# [Working data]
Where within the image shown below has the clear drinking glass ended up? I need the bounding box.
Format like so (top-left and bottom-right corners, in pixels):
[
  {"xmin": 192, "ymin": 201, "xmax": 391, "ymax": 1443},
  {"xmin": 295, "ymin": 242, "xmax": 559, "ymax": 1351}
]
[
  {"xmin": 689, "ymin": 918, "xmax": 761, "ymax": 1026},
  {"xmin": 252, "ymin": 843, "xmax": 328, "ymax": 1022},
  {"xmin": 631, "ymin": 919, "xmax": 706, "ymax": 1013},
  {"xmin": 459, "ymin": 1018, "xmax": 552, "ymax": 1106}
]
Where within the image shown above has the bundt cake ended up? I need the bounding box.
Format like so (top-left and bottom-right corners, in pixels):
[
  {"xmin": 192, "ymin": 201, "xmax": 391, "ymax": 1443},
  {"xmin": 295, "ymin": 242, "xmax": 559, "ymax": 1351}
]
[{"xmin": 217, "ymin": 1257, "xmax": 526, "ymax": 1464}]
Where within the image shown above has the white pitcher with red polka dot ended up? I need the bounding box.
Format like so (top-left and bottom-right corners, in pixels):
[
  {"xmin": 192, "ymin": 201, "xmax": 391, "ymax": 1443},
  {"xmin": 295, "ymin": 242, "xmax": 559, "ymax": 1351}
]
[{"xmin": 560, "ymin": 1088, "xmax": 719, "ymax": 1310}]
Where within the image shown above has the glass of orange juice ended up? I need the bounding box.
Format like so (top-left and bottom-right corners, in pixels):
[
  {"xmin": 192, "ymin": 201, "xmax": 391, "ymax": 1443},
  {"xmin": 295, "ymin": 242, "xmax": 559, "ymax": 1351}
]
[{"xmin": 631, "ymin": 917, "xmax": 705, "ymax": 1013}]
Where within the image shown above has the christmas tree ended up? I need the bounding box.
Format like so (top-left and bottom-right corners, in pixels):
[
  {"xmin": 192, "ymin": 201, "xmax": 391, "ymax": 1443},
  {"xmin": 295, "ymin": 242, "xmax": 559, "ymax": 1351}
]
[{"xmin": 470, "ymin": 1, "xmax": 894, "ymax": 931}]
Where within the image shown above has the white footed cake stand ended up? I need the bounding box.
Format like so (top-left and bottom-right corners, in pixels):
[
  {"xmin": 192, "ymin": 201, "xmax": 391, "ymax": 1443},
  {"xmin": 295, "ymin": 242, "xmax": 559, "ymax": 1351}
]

# [What you need to do]
Every entry needs to be copied exactly as it was written.

# [Task output]
Where within the image shown below has the clear drinking glass ended up? I need the bounding box.
Format like so (top-left and bottom-right corners, in pixels):
[
  {"xmin": 192, "ymin": 201, "xmax": 391, "ymax": 1443},
  {"xmin": 295, "ymin": 242, "xmax": 559, "ymax": 1351}
]
[
  {"xmin": 689, "ymin": 918, "xmax": 761, "ymax": 1026},
  {"xmin": 252, "ymin": 843, "xmax": 328, "ymax": 1022},
  {"xmin": 631, "ymin": 919, "xmax": 706, "ymax": 1013},
  {"xmin": 459, "ymin": 1018, "xmax": 552, "ymax": 1106}
]
Where within the image shown above has the bundt cake ended up? I need the bounding box.
Format like so (top-left and bottom-right corners, in pixels):
[
  {"xmin": 192, "ymin": 201, "xmax": 391, "ymax": 1443},
  {"xmin": 295, "ymin": 242, "xmax": 559, "ymax": 1351}
]
[{"xmin": 217, "ymin": 1257, "xmax": 526, "ymax": 1464}]
Where within the image shown above has the white pitcher with red polka dot ended up? I need the bounding box.
Format like so (top-left and bottom-right corners, in pixels):
[
  {"xmin": 192, "ymin": 201, "xmax": 391, "ymax": 1443},
  {"xmin": 295, "ymin": 242, "xmax": 559, "ymax": 1351}
]
[{"xmin": 560, "ymin": 1088, "xmax": 719, "ymax": 1310}]
Where within the image shown above has the glass of orange juice ended up? I need the bounding box.
Format like so (top-left and bottom-right corners, in pixels):
[
  {"xmin": 192, "ymin": 201, "xmax": 391, "ymax": 1443},
  {"xmin": 295, "ymin": 242, "xmax": 559, "ymax": 1351}
]
[{"xmin": 631, "ymin": 917, "xmax": 705, "ymax": 1013}]
Where within the image shown above has the christmas tree ended up? I need the bounding box.
Format like so (top-left and bottom-right corners, in pixels):
[
  {"xmin": 192, "ymin": 201, "xmax": 391, "ymax": 1443},
  {"xmin": 295, "ymin": 242, "xmax": 559, "ymax": 1351}
]
[{"xmin": 470, "ymin": 1, "xmax": 894, "ymax": 931}]
Where within the image shown above has the white footed cake stand ended up? I need the bounding box.
Format like so (top-left and bottom-right corners, in pixels):
[
  {"xmin": 192, "ymin": 201, "xmax": 391, "ymax": 1443},
  {"xmin": 295, "ymin": 242, "xmax": 559, "ymax": 1351}
]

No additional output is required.